● **What the exercise asks**:
Write the entries out again in full and unchanged, dropping every image.
_____
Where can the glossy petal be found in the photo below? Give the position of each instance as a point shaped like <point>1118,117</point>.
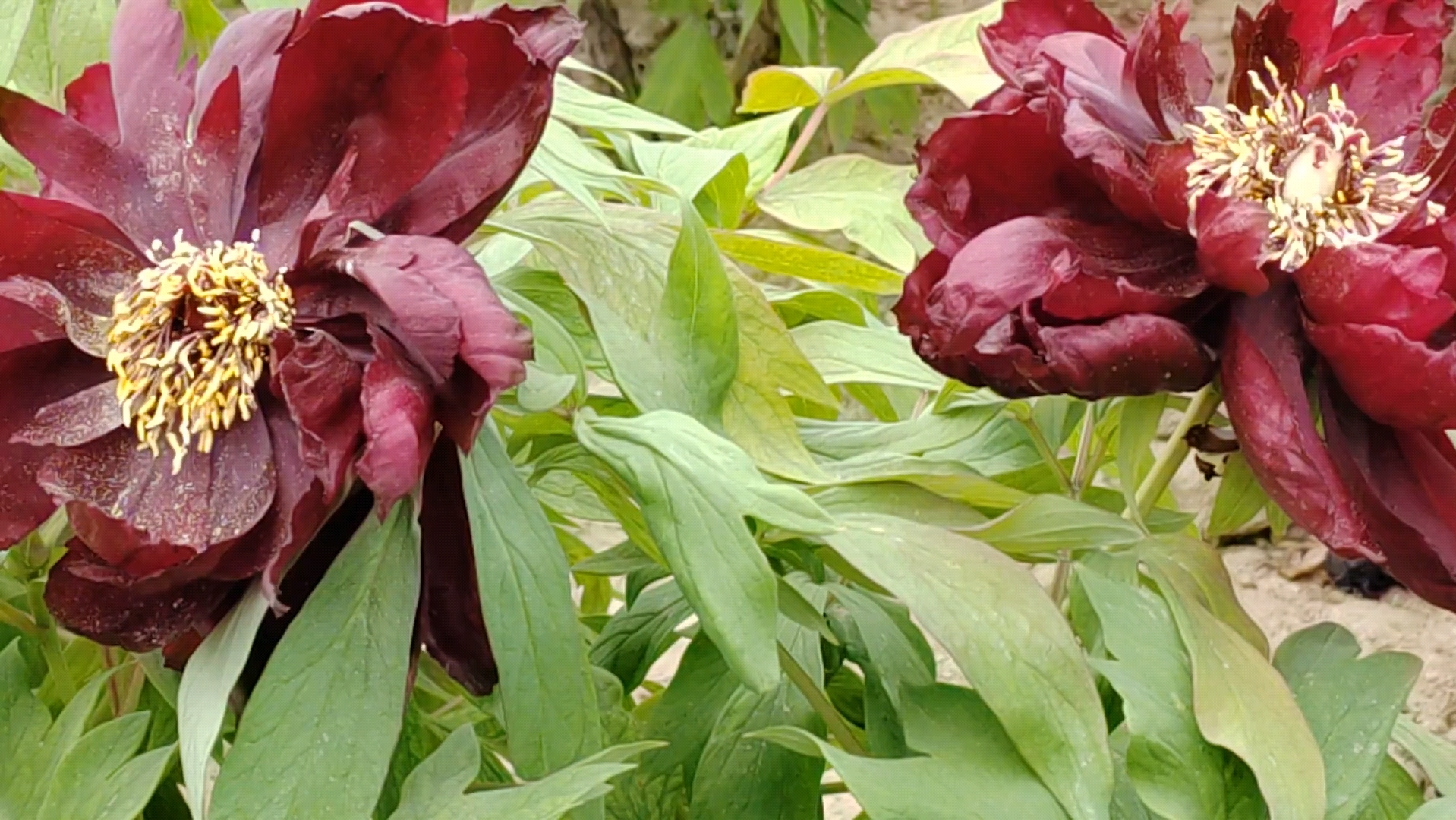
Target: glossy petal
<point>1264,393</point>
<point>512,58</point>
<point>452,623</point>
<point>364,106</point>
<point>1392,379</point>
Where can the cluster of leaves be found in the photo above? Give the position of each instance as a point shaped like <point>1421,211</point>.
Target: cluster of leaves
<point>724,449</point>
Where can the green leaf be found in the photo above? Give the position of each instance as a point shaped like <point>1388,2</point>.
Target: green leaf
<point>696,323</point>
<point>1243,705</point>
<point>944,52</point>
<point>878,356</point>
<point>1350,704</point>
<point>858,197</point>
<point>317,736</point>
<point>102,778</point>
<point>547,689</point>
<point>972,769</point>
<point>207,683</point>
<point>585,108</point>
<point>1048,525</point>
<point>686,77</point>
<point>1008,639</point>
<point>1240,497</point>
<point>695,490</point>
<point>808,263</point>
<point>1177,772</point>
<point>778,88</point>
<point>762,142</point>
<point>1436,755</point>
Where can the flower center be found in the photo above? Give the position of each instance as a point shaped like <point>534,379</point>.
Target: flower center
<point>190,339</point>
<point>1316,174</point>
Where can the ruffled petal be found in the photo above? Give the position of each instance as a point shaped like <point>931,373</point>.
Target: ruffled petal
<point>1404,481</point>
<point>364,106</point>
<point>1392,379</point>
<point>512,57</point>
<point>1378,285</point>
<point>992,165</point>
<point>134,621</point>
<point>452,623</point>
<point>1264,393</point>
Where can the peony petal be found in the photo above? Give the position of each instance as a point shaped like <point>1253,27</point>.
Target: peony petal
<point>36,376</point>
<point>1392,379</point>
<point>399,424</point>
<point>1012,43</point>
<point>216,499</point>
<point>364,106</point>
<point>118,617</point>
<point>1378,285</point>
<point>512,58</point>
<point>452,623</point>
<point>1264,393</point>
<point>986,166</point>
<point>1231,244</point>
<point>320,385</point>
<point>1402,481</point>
_____
● **Solution to this task**:
Where can the glossy petal be found in the photo below? Give the position of each instance as a point shaped like <point>1118,117</point>.
Target: glossy petal
<point>1264,393</point>
<point>512,58</point>
<point>452,623</point>
<point>364,106</point>
<point>1392,379</point>
Where can the cluster of leaves be found in the photo above? Give the position of each instance as a point shaped like <point>1421,211</point>.
Target: cluster of leaves
<point>724,449</point>
Where can the green leaf be found in the photo above? Give the position of each instance as a point shaped like <point>1388,2</point>.
Target: green leaf
<point>696,323</point>
<point>1243,705</point>
<point>944,52</point>
<point>878,356</point>
<point>1350,704</point>
<point>858,197</point>
<point>317,736</point>
<point>102,778</point>
<point>547,689</point>
<point>972,769</point>
<point>207,683</point>
<point>585,108</point>
<point>1048,525</point>
<point>686,77</point>
<point>1008,639</point>
<point>1240,497</point>
<point>695,490</point>
<point>808,263</point>
<point>1177,772</point>
<point>778,88</point>
<point>762,142</point>
<point>1436,755</point>
Where can the flower center be found in the photo above? Give the position of each instance as a point shaped like <point>534,379</point>.
Target: flower center
<point>190,339</point>
<point>1316,174</point>
Where can the ruffled petal be found in the photo above? Give the position of each instance as a point shaped like <point>931,373</point>.
Target: ruffled petal
<point>1404,481</point>
<point>364,106</point>
<point>1392,379</point>
<point>512,57</point>
<point>1378,285</point>
<point>992,165</point>
<point>134,621</point>
<point>452,623</point>
<point>1264,393</point>
Where can the peony petal be found in the photo above? Give the position of each instance as a point shaped like <point>1253,27</point>.
Target: peony petal
<point>36,376</point>
<point>1392,379</point>
<point>399,424</point>
<point>1012,43</point>
<point>216,499</point>
<point>364,106</point>
<point>118,617</point>
<point>1378,285</point>
<point>512,58</point>
<point>452,623</point>
<point>1264,393</point>
<point>986,166</point>
<point>1231,244</point>
<point>320,385</point>
<point>1402,481</point>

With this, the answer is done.